Records from a collection
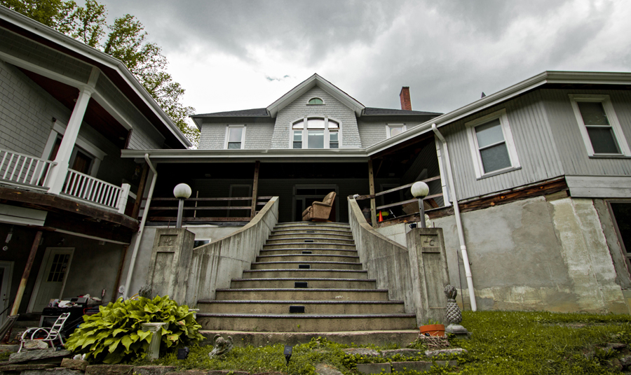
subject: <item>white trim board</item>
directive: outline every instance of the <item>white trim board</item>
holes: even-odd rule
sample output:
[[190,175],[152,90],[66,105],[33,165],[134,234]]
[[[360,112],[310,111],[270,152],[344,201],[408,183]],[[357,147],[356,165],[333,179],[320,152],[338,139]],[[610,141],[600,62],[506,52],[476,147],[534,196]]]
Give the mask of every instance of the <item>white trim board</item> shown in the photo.
[[631,177],[605,176],[566,176],[574,198],[628,198],[631,197]]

OBJECTIVE: Print all of the material above word for word, leaving out the pictures.

OUTPUT OF THE TASK:
subject: <item>white trim board</item>
directive: outline every instance of the <item>white trim board</item>
holes: even-odd rule
sample output:
[[190,175],[152,90],[66,105],[33,165],[134,234]]
[[[360,112],[310,111],[270,152],[344,201],[408,183]],[[357,147],[356,165],[333,179],[320,152],[338,139]],[[610,141],[600,62],[506,52],[476,147],[534,196]]]
Give the mask of every instance of the <item>white trim board</item> shown in the photo.
[[631,177],[605,176],[566,176],[574,198],[628,198],[631,197]]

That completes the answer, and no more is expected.